**Short exercise:** Reproduce the listing below without changes, except that pictures are left out.

**Input:**
:::::
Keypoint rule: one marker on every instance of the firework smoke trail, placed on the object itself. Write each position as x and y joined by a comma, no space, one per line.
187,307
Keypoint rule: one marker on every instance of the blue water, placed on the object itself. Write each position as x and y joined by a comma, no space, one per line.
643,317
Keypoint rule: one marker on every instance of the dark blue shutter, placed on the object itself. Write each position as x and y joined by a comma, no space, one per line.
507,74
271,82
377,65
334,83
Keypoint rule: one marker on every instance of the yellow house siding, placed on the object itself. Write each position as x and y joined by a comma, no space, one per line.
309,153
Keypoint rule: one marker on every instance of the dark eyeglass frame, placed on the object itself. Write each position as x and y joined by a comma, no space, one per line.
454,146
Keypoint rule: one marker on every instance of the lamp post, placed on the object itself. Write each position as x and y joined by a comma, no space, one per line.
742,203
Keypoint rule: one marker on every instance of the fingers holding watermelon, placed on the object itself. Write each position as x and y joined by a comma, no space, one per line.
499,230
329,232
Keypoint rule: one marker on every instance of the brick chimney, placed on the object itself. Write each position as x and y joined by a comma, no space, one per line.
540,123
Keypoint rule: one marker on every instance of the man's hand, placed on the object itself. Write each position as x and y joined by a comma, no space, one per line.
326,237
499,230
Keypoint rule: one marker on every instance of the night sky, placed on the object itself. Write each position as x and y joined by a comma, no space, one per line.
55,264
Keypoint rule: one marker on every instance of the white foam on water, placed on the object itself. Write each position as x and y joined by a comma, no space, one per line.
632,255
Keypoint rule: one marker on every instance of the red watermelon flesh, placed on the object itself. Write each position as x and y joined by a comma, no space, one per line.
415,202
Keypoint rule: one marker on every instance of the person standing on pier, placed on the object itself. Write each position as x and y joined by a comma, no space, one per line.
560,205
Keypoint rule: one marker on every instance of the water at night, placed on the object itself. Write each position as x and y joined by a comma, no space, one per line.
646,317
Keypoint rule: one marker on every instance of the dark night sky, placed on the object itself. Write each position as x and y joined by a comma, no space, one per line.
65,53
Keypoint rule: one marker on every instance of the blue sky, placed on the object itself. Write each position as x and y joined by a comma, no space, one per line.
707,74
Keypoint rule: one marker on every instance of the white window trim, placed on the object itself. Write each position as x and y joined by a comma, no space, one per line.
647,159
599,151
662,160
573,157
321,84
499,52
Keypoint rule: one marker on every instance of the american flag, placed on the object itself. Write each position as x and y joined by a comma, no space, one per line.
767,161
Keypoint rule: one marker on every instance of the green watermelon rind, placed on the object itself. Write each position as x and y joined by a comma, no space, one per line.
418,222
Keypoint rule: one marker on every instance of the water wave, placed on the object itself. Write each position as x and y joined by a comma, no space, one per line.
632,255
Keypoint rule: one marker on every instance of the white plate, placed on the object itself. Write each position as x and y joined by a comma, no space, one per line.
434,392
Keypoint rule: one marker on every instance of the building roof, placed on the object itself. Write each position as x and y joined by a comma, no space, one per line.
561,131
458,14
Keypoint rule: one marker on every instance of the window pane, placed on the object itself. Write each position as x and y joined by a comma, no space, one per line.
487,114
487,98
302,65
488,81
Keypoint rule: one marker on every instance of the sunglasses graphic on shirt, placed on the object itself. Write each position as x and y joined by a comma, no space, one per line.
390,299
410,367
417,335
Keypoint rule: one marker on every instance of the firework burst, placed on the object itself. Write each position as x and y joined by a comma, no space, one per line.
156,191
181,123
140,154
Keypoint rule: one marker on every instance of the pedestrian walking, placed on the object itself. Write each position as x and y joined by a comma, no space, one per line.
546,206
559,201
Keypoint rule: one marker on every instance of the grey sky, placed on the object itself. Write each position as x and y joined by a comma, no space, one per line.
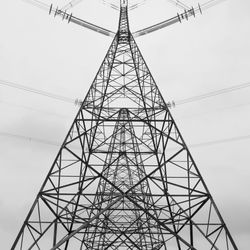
206,53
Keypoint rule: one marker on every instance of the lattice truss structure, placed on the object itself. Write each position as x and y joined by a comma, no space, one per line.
124,178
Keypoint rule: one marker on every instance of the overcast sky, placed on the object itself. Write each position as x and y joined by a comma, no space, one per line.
204,54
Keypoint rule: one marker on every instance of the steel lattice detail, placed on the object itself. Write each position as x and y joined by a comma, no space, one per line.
124,177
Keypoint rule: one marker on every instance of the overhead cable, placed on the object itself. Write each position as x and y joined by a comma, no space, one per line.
212,94
36,91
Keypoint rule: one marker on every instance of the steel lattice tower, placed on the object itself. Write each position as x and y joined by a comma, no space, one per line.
124,177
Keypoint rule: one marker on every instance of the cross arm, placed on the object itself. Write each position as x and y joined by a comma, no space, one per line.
177,19
72,19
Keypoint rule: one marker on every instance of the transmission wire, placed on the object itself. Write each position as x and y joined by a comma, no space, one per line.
36,91
212,94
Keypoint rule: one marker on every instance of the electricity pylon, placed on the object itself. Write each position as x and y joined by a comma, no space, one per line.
124,177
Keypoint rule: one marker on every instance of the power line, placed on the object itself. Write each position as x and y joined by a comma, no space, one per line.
212,94
36,91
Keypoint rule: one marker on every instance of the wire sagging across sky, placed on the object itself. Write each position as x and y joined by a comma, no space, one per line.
36,91
212,94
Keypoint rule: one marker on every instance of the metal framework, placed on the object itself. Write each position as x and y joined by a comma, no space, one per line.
124,177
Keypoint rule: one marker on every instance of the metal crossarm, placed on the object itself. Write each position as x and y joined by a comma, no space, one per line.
177,19
72,19
124,177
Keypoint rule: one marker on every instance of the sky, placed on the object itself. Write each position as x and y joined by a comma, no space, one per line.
204,54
:::::
**Response for this exercise:**
Keypoint rule: one marker on every instance of the firework smoke trail, placed on the object itself. Write each position as x and y joined by a comma, no space, one per line.
187,307
Keypoint rule: one marker on every instance of the blue water, placed on the object itself. Write each position as x and y joined by a comma, no space, one per line.
643,317
Keypoint rule: one marker on every instance of the dark blue shutter, placed on the object itself. Write each position as x and y joined by a comma, no space, one per line.
507,74
271,82
377,65
334,83
Keypoint rule: one marker on every instance of the yellow house siding, placed on the object itself. Write each position as x and y joined by a comma, no space, one per line.
309,153
Keypoint rule: one marker on every instance of the dark eyeglass frame, placed on the object itself. Write each position as x and y joined by a comma, no space, one per line.
454,146
Keypoint rule: one marker on every instance of the lamp post, placed on the object itself. Write each position as x and y joined by a comma, no space, one per line.
742,203
Keypoint rule: one marker on every instance of the fingers holding watermelon, placed on the object itself. Write each position as x and y joined by a comma, no space, one per line.
499,230
329,232
Keypoint rule: one marker on every instance of the brick chimney, placed on the object itself. Write each position as x and y joined by a comma, no space, one per line.
540,123
Keypoint rule: one marker on every instance of the man's hand, placed on the object itself. Write each position as x and y joined by a comma, no space, one per line.
326,237
499,230
Keypoint rule: one marker on every instance of the night sky, placed on the object itself. Write each position as x and y joined by a comma, no space, one per line.
55,264
Keypoint rule: one marker on every instance of the white foam on water, placed on the object itself. Write each position as x and y joined by a comma, no space, one per line.
632,255
Keypoint rule: one marker on every instance of the red watermelon flesh, placed on the object itself. Write each position as x and y joined by a comma, no space, one per line.
415,202
Keypoint rule: one marker on every instance of the person standing on pier, placed on the object itself. Write each position as x and y joined by a comma, no space, one per line.
560,205
Keypoint rule: one marker on every instance of the water at night, placed on the object itself. Write each position as x and y joined by a comma, no space, one per line.
646,317
Keypoint rule: one marker on every instance of the dark night sky, placed on the object itself. Write each position as x and y joined by a comma, no space, one per line.
65,53
Keypoint rule: one marker on every instance of the blue sky, placed on the object itself. Write each position as x and y joined by a comma, no space, one per line.
707,74
Keypoint rule: one marker on every instance of the white window trim, placed on the object itself. Write each position as x and y joined by a comma, no space, one per line.
647,159
599,151
662,160
573,157
321,84
499,52
Keypoint rule: one marker on every instance of the american flag, placed on the object itself. Write each position as x and y joined by a comma, no space, one per line.
767,161
Keypoint rule: one marker on every instance of the green watermelon rind, placed on the object itself. Write each position as x and y joined by a comma, no space, one per line.
418,222
Keypoint rule: one marker on every instance of the water wave, placed on the object itself. Write each position as x and y joined by a comma, no space, one per line.
632,255
Keypoint rule: one marker on every instance of the white plate, placed on the object itself. Write each position as x and y joined by a comma, no space, one per line.
434,392
Keypoint rule: one marker on every instance of the building roof, placed on the object itself. Write each position as x and y joined by a comma, no space, one per line.
561,131
458,14
Keypoint rule: one marker on every instance of the window pane, placed on the object itself. Write each position as x and y joined by a comma, no space, one per line.
487,114
487,98
302,65
488,81
Keypoint rule: one marker on every instance of the sunglasses graphic on shirt, placed on the object itself. Write each position as x and y joined by a comma, no space, one per line.
390,299
410,367
417,335
Keypoint rule: one marker on every instance of the firework burst, placed on the object itself. Write each position as x and y joined by a comma, no space, one per line.
156,191
181,123
140,154
Keypoint rule: one marker on every instance of the pedestrian walking, placed on the object itself. Write each position as x and y joined by a comma, no space, one per line.
546,206
559,201
Keypoint rule: one marker on every instance of the grey sky, placed on the object itself. Write each position as x and y joined by a comma, no space, one per line.
206,53
Keypoint rule: one marker on every instance of the lattice truss structure, placed on the object itself. Write each position as x and y joined by a comma, no space, one per line.
124,178
Keypoint rule: one marker on every instance of the overcast sky, placed on the object itself. Write each position as x and y joined by a comma, no space, one per line.
204,54
Keypoint rule: one marker on every instance of the steel lattice detail, placed on the object itself. Write each position as x and y joined by a comma, no space, one per line.
124,177
Keypoint rule: one marker on every instance of the overhead cable, placed on the object itself. Write each position as x and y joined by a comma, no space, one per line.
212,94
36,91
Keypoint rule: one marker on every instance of the steel lattice tower, placed on the object itself. Write each position as x and y joined by a comma, no space, one per line.
124,177
Keypoint rule: one marker on every instance of the cross arm, placed on the object itself. Write each position as x and y joined by a comma, no space, one per line.
177,19
72,19
Keypoint rule: one marker on every instance of the transmission wire, placed on the object itself. Write each position as x and y joined by a comma, no space, one per line.
36,91
212,94
Keypoint rule: one marker on every instance of the electricity pylon, placed on the object itself. Write each position as x and y joined by a comma, no space, one per line.
124,177
Keypoint rule: one marker on every instance of the power line, placed on the object itself. Write each position as x and y joined by a comma, no space, one per line.
212,94
36,91
Keypoint rule: one marker on every instance of the wire sagging across sky, placed on the object itself. Write each position as x and y joined by a comma, no space, one per line.
36,91
212,94
Keypoint rule: one marker on every instance of the metal framework, placed on the object itself. Write each position as x and y joined by a comma, no space, one per line.
124,177
Keypoint rule: one marker on every instance of the metal crossarm, placed on the object itself. Write each position as x and y joined by a comma, no space, one per line.
177,19
72,19
124,177
Keypoint rule: one marker on every instance of the sky, placed on the object itself. Write each position as x and y joined by a comma, no space, one per line.
204,54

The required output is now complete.